Exercise brief: Repeat the entries exactly but omit the pictures.

Material for the task:
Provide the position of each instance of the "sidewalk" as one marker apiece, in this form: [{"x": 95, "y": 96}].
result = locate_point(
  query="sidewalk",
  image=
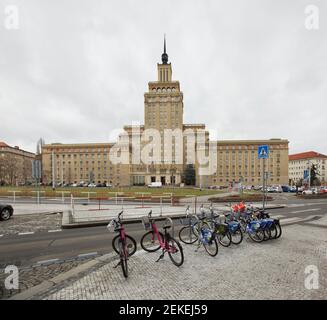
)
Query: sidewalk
[{"x": 270, "y": 270}]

The answer:
Provide the position of each instance of the "sidewalk" as one marker apiece, in this form: [{"x": 95, "y": 96}].
result = locate_point(
  query="sidewalk",
  image=
)
Query: sidewalk
[{"x": 270, "y": 270}]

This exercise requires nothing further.